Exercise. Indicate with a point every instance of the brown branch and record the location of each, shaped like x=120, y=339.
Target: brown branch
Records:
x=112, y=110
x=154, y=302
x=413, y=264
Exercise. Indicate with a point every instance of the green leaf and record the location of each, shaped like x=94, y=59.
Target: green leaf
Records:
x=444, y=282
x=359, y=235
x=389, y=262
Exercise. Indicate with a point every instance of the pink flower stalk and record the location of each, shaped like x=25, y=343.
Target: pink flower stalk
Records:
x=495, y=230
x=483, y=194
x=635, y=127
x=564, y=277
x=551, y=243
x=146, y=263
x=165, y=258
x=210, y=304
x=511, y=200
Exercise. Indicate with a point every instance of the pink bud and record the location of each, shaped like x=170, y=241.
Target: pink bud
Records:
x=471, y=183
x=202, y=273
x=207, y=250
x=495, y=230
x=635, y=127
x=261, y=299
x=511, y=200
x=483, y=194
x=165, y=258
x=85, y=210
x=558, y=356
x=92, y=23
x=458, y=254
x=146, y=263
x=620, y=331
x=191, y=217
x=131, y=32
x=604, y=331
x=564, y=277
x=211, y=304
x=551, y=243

§ Your assignment: Please copy out each line in the entries that mentions the string "with".

§ Exercise answer:
Exercise. Indicate with a point every instance of the brown branch and record the location of each, shaped like x=120, y=339.
Exercise. Indicate with a point every instance of the green leaf and record the location of each, shaped like x=94, y=59.
Exercise. Indicate with a point every instance of the pink flower stalk and record the location of each, shaped like x=25, y=343.
Exercise. Indicate with a point every instance of the pink bud and record the location of each, shaped like x=170, y=241.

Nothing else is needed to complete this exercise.